In yesterday’s afternoon reads, I mentioned a Boston Globe story “That guy who called the big one? Don’t listen to him.”

While it ostensibly looks at the track record of Nouriel Roubini, it isn’t really about him –its really about outliers and mean reversion in forecasting.

“How can someone with the insight to be so right about a major event be so wrong about so many other ones? According to a recent study, it’s simple: The people who successfully predict extreme events, and are duly garlanded with accolades, big book sales, and lucrative speaking engagements, don’t do so because their judgment is so sharp. They do it because it’s so bad . . .

[Oxford economist Jerker Denrell and Christina Fang of New York University] are the latest in a long line of researchers dismantling the notion that predictions are really worth anything. The most notable work in the field is “Expert Political Judgment” by Philip Tetlock of the University of Pennsylvania. Tetlock analyzed more than 80,000 political predictions ventured by supposed experts over two decades to see how well they fared as a group.

Material:
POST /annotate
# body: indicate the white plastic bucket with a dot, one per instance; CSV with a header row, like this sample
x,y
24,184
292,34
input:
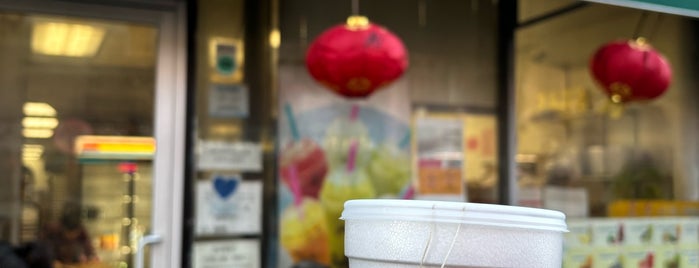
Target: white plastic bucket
x,y
416,233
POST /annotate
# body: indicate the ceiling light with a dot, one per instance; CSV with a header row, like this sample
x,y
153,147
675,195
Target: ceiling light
x,y
32,151
66,39
40,122
38,109
275,38
37,133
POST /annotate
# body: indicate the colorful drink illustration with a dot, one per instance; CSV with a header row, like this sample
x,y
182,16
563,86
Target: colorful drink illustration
x,y
341,185
304,232
306,157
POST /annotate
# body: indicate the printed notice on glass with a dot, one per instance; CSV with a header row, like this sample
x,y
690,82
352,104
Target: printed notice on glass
x,y
227,205
226,254
228,101
230,156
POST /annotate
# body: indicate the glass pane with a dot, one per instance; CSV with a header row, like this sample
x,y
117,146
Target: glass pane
x,y
76,104
623,173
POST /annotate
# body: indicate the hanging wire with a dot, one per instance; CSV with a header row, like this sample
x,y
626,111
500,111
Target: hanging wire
x,y
639,25
355,7
422,13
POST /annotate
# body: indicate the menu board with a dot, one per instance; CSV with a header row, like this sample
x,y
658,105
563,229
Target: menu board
x,y
226,254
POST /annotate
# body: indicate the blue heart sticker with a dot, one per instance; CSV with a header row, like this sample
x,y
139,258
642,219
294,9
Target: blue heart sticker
x,y
225,187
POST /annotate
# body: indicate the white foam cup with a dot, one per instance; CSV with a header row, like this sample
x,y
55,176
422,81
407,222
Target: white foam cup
x,y
418,233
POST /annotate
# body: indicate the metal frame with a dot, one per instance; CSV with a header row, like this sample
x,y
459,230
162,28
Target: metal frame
x,y
506,124
170,105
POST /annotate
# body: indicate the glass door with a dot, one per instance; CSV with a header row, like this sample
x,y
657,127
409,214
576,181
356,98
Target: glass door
x,y
85,101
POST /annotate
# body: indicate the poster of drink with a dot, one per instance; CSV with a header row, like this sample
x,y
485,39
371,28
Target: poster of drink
x,y
332,150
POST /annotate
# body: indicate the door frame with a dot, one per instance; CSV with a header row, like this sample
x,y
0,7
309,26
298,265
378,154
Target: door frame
x,y
170,102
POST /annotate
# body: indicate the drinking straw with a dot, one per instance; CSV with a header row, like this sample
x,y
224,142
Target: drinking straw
x,y
405,141
292,122
295,185
352,156
408,192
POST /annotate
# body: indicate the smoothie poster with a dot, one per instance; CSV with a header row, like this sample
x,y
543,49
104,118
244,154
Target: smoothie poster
x,y
332,150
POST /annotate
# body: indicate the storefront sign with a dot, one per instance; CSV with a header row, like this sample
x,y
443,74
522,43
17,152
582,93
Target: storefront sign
x,y
231,253
226,60
227,205
228,101
114,147
237,156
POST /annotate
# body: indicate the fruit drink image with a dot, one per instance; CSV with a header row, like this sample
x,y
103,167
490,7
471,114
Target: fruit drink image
x,y
341,133
306,157
389,170
304,232
341,185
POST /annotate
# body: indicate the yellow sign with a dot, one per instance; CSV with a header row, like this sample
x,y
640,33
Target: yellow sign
x,y
114,147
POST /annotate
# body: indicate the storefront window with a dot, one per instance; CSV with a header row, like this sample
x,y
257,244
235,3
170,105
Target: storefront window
x,y
624,174
76,117
428,135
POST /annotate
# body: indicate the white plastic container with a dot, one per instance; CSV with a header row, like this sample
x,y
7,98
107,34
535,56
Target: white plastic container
x,y
416,233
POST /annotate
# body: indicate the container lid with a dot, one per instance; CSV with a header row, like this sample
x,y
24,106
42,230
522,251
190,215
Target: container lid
x,y
455,212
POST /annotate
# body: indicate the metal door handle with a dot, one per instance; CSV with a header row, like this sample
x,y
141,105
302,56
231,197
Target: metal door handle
x,y
142,243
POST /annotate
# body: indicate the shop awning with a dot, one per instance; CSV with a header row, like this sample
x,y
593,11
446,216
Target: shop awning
x,y
688,8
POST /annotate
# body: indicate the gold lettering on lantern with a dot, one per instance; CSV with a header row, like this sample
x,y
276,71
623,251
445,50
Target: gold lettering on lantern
x,y
330,85
359,84
620,92
355,23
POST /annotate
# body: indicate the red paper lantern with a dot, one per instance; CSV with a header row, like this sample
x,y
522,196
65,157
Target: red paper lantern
x,y
631,71
357,58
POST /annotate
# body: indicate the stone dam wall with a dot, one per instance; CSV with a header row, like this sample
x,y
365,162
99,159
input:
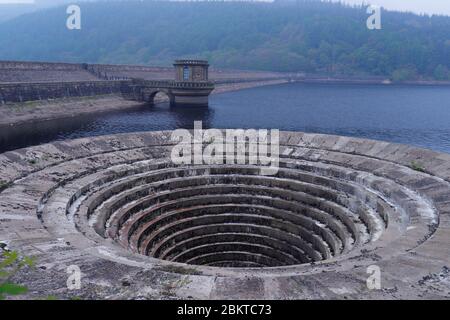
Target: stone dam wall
x,y
22,92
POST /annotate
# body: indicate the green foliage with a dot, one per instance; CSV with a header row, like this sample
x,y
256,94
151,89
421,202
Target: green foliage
x,y
3,184
11,263
304,36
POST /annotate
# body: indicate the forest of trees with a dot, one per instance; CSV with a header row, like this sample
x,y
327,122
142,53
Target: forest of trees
x,y
295,36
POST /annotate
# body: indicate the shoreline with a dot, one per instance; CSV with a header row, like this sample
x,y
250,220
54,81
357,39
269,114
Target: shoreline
x,y
46,110
17,114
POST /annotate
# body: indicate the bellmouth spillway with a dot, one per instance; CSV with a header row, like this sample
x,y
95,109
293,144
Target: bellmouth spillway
x,y
117,207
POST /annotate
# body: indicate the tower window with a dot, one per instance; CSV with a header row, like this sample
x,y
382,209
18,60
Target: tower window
x,y
185,73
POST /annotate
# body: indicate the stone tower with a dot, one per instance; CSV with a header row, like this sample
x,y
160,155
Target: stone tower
x,y
191,70
191,86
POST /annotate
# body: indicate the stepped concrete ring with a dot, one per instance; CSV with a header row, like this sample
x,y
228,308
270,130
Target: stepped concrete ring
x,y
139,227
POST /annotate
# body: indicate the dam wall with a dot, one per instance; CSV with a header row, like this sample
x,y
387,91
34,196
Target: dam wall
x,y
22,92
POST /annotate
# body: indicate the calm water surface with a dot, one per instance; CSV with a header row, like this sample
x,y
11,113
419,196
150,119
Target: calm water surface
x,y
405,114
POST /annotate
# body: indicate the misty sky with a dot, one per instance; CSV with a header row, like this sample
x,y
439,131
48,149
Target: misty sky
x,y
419,6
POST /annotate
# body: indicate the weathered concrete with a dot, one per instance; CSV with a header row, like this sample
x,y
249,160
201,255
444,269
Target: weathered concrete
x,y
118,208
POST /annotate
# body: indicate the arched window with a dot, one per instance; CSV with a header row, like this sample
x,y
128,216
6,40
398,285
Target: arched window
x,y
185,73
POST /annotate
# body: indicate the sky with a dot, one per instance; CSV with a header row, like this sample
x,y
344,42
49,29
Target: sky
x,y
417,6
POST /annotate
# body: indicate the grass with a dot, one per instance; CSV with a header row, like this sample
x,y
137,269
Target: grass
x,y
10,264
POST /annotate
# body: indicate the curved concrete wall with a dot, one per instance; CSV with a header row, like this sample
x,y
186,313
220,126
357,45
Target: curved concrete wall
x,y
117,207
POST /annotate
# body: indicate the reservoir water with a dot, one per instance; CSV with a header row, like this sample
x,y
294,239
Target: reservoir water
x,y
415,115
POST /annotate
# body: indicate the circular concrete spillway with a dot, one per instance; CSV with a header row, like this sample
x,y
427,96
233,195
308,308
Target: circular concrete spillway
x,y
117,207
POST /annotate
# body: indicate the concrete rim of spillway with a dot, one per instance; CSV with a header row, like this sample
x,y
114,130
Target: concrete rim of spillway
x,y
397,199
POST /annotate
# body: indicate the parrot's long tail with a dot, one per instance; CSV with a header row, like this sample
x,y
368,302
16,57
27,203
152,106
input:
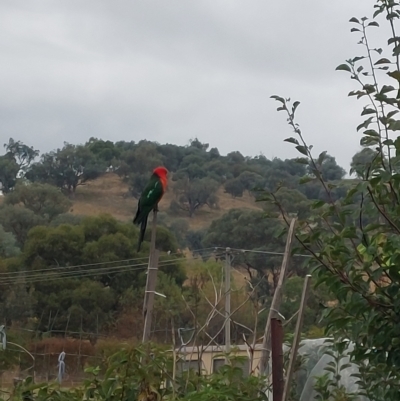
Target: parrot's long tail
x,y
143,226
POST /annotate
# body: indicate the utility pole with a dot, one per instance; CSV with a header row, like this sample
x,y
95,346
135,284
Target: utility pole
x,y
277,358
151,281
228,300
276,301
296,340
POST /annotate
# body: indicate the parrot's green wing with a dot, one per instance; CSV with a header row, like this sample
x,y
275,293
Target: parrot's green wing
x,y
148,201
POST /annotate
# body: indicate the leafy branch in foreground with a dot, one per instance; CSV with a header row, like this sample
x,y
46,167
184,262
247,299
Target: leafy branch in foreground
x,y
355,241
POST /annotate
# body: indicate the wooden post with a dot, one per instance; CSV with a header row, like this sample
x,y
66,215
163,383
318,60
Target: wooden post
x,y
277,358
151,281
227,301
296,340
276,301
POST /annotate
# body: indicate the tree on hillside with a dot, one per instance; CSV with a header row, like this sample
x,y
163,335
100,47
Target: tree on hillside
x,y
234,187
67,168
8,244
191,195
24,155
43,199
362,159
9,169
18,220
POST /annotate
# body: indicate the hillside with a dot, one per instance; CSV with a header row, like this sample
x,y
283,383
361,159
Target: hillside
x,y
108,194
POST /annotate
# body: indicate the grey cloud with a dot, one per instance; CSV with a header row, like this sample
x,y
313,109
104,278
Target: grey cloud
x,y
169,71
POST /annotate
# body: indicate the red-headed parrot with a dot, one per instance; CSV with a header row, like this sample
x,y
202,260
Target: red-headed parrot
x,y
148,201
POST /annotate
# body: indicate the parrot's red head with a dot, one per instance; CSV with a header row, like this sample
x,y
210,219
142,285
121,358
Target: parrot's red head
x,y
162,173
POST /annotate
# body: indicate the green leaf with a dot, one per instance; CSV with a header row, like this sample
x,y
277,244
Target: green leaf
x,y
395,75
395,39
383,61
343,67
302,149
321,157
292,140
368,111
371,132
365,124
278,98
302,160
396,50
295,105
369,88
386,89
394,125
305,179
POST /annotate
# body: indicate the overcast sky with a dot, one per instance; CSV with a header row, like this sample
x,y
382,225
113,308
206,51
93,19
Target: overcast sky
x,y
169,71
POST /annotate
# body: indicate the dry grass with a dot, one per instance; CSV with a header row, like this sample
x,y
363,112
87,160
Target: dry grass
x,y
108,194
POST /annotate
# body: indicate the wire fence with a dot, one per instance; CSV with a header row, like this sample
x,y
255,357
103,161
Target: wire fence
x,y
63,355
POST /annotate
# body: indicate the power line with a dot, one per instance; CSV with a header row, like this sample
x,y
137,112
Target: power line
x,y
82,273
264,252
59,268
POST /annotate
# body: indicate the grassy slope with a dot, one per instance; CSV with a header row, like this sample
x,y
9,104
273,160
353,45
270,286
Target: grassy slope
x,y
108,194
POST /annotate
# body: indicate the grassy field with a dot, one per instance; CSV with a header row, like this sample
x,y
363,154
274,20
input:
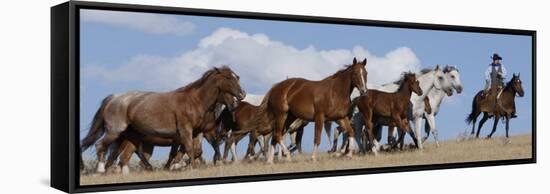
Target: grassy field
x,y
449,152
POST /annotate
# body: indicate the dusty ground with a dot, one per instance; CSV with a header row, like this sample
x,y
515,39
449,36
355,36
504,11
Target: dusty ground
x,y
449,152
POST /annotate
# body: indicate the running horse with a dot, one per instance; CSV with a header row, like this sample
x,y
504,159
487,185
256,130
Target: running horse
x,y
318,101
171,114
498,103
391,108
132,142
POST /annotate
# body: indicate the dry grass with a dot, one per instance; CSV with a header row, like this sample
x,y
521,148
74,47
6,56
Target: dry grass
x,y
448,152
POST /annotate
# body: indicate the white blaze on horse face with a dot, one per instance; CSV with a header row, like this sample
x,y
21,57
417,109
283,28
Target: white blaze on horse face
x,y
363,80
101,167
125,170
455,79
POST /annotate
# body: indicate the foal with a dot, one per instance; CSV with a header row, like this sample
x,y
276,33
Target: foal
x,y
377,105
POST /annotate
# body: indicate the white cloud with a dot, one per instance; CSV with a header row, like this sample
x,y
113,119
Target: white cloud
x,y
146,22
258,60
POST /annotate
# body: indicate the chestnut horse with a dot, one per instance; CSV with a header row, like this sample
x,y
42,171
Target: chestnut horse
x,y
131,141
318,101
499,103
169,114
392,108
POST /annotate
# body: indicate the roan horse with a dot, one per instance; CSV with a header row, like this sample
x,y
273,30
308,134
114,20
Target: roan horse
x,y
392,108
499,103
318,101
131,141
169,114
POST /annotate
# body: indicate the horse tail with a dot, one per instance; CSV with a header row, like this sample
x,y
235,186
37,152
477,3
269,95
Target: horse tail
x,y
353,106
97,128
472,114
264,117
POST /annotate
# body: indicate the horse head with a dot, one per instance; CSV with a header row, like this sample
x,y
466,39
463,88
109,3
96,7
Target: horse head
x,y
228,100
516,85
441,82
454,77
359,75
228,82
414,85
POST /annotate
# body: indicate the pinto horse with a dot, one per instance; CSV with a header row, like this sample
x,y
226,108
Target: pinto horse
x,y
173,114
390,107
318,101
499,103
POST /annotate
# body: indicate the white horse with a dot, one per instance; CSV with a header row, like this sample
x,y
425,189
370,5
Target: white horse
x,y
436,97
429,80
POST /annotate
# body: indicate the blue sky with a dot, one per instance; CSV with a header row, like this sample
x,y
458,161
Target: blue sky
x,y
154,52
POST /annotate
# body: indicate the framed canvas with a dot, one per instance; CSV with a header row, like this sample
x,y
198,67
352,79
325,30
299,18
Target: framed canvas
x,y
150,96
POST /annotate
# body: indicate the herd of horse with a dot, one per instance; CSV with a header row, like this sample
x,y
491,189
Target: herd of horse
x,y
213,108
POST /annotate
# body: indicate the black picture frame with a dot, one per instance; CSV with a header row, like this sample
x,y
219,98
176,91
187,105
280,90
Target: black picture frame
x,y
65,94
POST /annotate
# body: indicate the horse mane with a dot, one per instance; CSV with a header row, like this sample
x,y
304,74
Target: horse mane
x,y
341,71
199,82
400,81
426,70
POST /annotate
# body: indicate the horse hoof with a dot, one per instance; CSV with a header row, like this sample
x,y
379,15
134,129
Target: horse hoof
x,y
125,170
117,169
101,167
175,166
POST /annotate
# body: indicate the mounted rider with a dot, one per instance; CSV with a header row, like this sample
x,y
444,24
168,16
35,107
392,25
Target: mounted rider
x,y
494,77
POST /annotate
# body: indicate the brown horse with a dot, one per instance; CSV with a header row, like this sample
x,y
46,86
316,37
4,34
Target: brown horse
x,y
239,123
392,108
172,114
499,103
131,141
318,101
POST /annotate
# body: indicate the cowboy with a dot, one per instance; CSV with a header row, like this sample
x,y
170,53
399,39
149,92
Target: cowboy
x,y
495,74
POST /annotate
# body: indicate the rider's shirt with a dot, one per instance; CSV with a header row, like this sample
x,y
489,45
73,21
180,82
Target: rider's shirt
x,y
493,71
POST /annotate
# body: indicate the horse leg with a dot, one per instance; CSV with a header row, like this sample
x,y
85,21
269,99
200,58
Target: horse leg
x,y
495,124
101,148
234,157
299,136
125,156
417,126
481,122
252,139
328,128
367,117
507,125
352,143
277,136
335,136
474,120
116,148
172,154
228,143
430,125
147,152
319,121
186,142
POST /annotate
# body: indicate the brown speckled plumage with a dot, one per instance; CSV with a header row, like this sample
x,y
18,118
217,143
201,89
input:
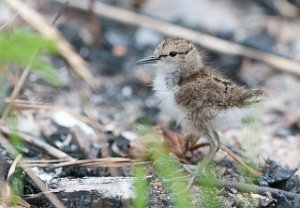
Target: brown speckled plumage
x,y
196,95
199,90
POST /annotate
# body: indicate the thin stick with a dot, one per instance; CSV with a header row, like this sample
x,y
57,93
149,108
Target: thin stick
x,y
52,198
246,188
61,10
95,183
239,161
205,40
232,155
79,66
5,24
94,25
17,89
14,165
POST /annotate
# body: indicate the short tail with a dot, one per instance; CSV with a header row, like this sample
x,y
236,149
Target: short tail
x,y
252,97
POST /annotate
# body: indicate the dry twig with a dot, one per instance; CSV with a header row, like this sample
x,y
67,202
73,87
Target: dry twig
x,y
205,40
16,90
52,198
61,10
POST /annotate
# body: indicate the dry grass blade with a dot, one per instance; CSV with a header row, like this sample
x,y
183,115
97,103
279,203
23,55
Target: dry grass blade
x,y
79,66
61,10
4,25
207,41
16,90
14,165
15,199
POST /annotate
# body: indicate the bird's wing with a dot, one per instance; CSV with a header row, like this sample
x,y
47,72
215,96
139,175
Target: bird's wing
x,y
212,91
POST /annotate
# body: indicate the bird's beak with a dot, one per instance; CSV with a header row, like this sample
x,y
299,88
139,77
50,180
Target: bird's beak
x,y
148,60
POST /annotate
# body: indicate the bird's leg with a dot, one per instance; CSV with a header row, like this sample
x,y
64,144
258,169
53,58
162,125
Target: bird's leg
x,y
214,141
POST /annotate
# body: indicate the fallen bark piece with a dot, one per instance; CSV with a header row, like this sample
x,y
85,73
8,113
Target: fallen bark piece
x,y
108,187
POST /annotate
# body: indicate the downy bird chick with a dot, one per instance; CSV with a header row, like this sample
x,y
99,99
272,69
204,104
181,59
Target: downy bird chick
x,y
194,94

Requests:
**A)** In the forecasting piece, condense the paragraph that opens with the bracketed names of Jerker Denrell and Christina Fang into a short bulleted list that keeps its main facts.
**B)** Extend the piece on forecasting past its final sentence.

Task-by-task outputs:
**A)**
- Jerker Denrell, an Oxford economist, and Christina Fang of New York University are the latest in a long line of researchers challenging the idea that predictions are really worth anything.
- The field's most notable work is "Expert Political Judgment" by Philip Tetlock of the University of Pennsylvania.
- Tetlock analyzed more than 80,000 political predictions made by supposed experts over two decades to see how well they fared as a group.

**B)**
The answer: badly. The experts did about as well as chance. And the more in-demand the expert, the bolder, and thus the less accurate, the predictions. Research by a handful of others, Denrell included, suggests the same goes for economic forecasters. An accurate prediction — of an extreme event or even a series of nonextreme ones — can beget overconfidence, which can lead to making bolder and bolder bets, and thus, more and more errors . . .

There’s no great, complex explanation for why people who get one big thing right get most everything else wrong, argues Denrell. It’s simple: Those who correctly predict extreme events tend to have a greater tendency to make extreme predictions; and those who make extreme predictions tend to spend most of the time being wrong — on account of most of their predictions being, well, pretty extreme. There are few occurrences so out of the ordinary that someone, somewhere won’t have seen them coming, even if that person has seldom been right about anything else.”

Fascinating stuff, worth reading in full . . .


The Folly of Forecasting (June 2005)

The Illusory World of Economic Forecasting (September 19th, 2006)

Guru Time of Year (January 2nd, 2011)

That guy who called the big one? Don’t listen to him.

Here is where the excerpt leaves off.